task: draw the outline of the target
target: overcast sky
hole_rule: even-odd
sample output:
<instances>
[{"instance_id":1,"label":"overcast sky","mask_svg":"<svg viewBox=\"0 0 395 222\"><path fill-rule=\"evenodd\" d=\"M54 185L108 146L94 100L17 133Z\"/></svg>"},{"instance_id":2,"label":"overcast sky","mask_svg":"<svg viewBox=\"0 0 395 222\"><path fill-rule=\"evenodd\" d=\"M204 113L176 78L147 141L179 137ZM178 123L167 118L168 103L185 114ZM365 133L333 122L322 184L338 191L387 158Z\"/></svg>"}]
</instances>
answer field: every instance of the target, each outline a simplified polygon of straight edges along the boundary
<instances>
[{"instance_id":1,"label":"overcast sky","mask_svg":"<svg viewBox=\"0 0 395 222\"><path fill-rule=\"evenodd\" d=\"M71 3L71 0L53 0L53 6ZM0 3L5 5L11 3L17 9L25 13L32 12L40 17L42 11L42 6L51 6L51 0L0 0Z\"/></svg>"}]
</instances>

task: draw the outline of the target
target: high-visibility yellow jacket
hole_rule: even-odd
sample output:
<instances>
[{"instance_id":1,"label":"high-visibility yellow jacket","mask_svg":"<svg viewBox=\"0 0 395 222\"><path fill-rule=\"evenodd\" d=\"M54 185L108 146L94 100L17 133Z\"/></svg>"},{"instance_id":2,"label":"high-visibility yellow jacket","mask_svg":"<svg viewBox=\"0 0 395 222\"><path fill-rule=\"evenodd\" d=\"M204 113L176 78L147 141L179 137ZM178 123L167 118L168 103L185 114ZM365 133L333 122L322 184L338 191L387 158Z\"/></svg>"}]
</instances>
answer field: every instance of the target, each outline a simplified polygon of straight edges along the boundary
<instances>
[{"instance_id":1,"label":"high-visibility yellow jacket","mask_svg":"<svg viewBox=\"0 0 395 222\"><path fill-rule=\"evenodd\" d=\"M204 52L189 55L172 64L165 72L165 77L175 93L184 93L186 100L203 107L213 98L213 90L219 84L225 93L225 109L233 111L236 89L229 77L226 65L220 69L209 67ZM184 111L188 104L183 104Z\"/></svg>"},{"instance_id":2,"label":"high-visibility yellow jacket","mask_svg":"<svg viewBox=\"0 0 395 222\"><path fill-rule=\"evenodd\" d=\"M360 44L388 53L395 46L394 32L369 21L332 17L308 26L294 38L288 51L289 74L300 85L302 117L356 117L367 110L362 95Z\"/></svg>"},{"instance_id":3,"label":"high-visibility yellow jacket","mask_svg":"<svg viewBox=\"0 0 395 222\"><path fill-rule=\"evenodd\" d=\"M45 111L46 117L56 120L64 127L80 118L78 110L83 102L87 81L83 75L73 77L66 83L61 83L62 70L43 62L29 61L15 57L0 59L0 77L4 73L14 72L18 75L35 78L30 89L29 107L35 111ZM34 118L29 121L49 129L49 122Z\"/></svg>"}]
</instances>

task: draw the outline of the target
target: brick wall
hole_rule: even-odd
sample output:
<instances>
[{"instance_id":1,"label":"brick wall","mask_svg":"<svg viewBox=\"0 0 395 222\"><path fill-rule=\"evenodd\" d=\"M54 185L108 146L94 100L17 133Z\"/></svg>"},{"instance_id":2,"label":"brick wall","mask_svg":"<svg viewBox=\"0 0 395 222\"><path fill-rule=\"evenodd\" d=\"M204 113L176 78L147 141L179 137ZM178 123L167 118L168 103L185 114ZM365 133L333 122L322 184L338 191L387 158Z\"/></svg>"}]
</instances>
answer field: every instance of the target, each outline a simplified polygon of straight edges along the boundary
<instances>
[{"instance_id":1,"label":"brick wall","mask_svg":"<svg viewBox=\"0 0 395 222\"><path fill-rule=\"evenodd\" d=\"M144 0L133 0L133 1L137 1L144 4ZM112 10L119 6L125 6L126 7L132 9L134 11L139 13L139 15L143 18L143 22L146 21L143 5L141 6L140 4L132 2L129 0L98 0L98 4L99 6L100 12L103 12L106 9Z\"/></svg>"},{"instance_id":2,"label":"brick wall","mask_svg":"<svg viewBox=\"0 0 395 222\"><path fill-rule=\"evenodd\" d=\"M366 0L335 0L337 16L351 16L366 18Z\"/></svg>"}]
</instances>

> **Problem requirements**
Repeat the data precisely, line by line.

> **Exercise result**
task: draw the outline of the target
target: overcast sky
hole_rule: even-odd
sample output:
<instances>
[{"instance_id":1,"label":"overcast sky","mask_svg":"<svg viewBox=\"0 0 395 222\"><path fill-rule=\"evenodd\" d=\"M54 185L108 146L94 100L17 133Z\"/></svg>"},{"instance_id":2,"label":"overcast sky","mask_svg":"<svg viewBox=\"0 0 395 222\"><path fill-rule=\"evenodd\" d=\"M204 113L176 78L147 141L179 137ZM178 123L167 118L168 103L185 114ZM365 133L333 122L322 184L338 191L387 158Z\"/></svg>"}]
</instances>
answer field: every instance of the target, each outline a simplified polygon of straight edges along the boundary
<instances>
[{"instance_id":1,"label":"overcast sky","mask_svg":"<svg viewBox=\"0 0 395 222\"><path fill-rule=\"evenodd\" d=\"M71 3L71 0L53 0L53 6ZM0 3L5 5L11 3L17 9L25 13L32 12L40 17L42 11L42 6L51 6L51 0L0 0Z\"/></svg>"}]
</instances>

task: draw the outline of the target
target: high-visibility yellow jacket
hole_rule: even-odd
sample output:
<instances>
[{"instance_id":1,"label":"high-visibility yellow jacket","mask_svg":"<svg viewBox=\"0 0 395 222\"><path fill-rule=\"evenodd\" d=\"M54 185L108 146L94 100L17 133Z\"/></svg>"},{"instance_id":2,"label":"high-visibility yellow jacket","mask_svg":"<svg viewBox=\"0 0 395 222\"><path fill-rule=\"evenodd\" d=\"M204 113L176 78L147 141L179 137ZM178 123L167 118L168 103L185 114ZM365 133L333 122L322 184L338 191L387 158Z\"/></svg>"}]
</instances>
answer field: every instance of the target, each outline a simplified polygon of straight edges along the boundary
<instances>
[{"instance_id":1,"label":"high-visibility yellow jacket","mask_svg":"<svg viewBox=\"0 0 395 222\"><path fill-rule=\"evenodd\" d=\"M204 52L189 55L172 64L165 72L165 77L175 93L184 93L186 100L203 107L213 98L213 90L219 84L225 93L225 109L233 111L236 89L229 77L226 65L220 69L209 67ZM184 111L188 104L183 104Z\"/></svg>"},{"instance_id":2,"label":"high-visibility yellow jacket","mask_svg":"<svg viewBox=\"0 0 395 222\"><path fill-rule=\"evenodd\" d=\"M360 44L388 53L395 46L394 32L369 21L332 17L308 26L294 38L288 51L289 74L300 85L302 117L356 117L367 110L362 95Z\"/></svg>"},{"instance_id":3,"label":"high-visibility yellow jacket","mask_svg":"<svg viewBox=\"0 0 395 222\"><path fill-rule=\"evenodd\" d=\"M45 111L46 117L56 120L64 127L80 118L78 110L83 102L87 81L83 75L73 77L66 83L61 83L62 70L43 62L29 61L15 57L0 59L0 77L4 73L14 72L18 75L35 78L30 89L29 107L35 111ZM34 118L29 121L49 129L49 122Z\"/></svg>"}]
</instances>

task: draw the outline of the target
target: brick wall
hole_rule: even-odd
sample output:
<instances>
[{"instance_id":1,"label":"brick wall","mask_svg":"<svg viewBox=\"0 0 395 222\"><path fill-rule=\"evenodd\" d=\"M54 185L108 146L94 100L17 133Z\"/></svg>"},{"instance_id":2,"label":"brick wall","mask_svg":"<svg viewBox=\"0 0 395 222\"><path fill-rule=\"evenodd\" d=\"M204 113L176 78L147 141L179 137ZM178 123L167 118L168 103L185 114ZM365 133L333 122L322 184L338 191L387 158Z\"/></svg>"}]
</instances>
answer field: every instance of the target, each outline a simplified polygon of straight edges along the boundary
<instances>
[{"instance_id":1,"label":"brick wall","mask_svg":"<svg viewBox=\"0 0 395 222\"><path fill-rule=\"evenodd\" d=\"M144 0L133 0L133 1L137 1L144 4ZM112 10L119 6L125 6L126 7L132 9L134 11L139 13L139 15L143 18L143 22L146 21L143 5L141 6L140 4L132 2L129 0L98 0L98 4L99 6L100 12L103 12L106 9Z\"/></svg>"},{"instance_id":2,"label":"brick wall","mask_svg":"<svg viewBox=\"0 0 395 222\"><path fill-rule=\"evenodd\" d=\"M366 0L335 0L337 16L351 16L366 18Z\"/></svg>"}]
</instances>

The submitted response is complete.